• _Directions_: In the material below, the lines to reproduce exactly are the one containing "If you would be willing to indicate the road" and all lines after it through the last.

• _Excerpted records_:
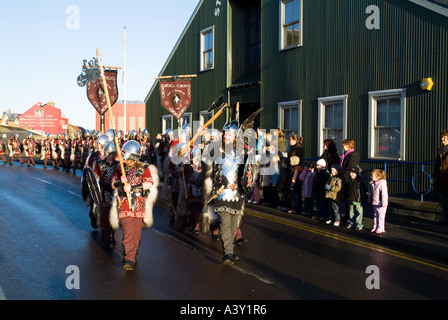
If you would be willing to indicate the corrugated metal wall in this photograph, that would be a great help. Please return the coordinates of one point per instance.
(341, 56)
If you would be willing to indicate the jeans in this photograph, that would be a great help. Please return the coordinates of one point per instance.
(334, 211)
(355, 219)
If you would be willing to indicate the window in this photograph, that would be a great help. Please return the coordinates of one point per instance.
(254, 30)
(290, 117)
(291, 24)
(387, 114)
(167, 123)
(332, 121)
(207, 49)
(204, 117)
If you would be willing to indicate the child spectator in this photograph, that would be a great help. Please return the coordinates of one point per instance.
(335, 194)
(321, 177)
(295, 187)
(283, 185)
(307, 178)
(379, 198)
(355, 194)
(255, 194)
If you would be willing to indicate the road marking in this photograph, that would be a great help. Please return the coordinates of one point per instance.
(55, 185)
(345, 239)
(2, 295)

• _Written response_:
If you would be willing to indicate the road marking in this photograph, that would be a great help. Please return the coordinates of one point per instance.
(55, 185)
(345, 239)
(2, 295)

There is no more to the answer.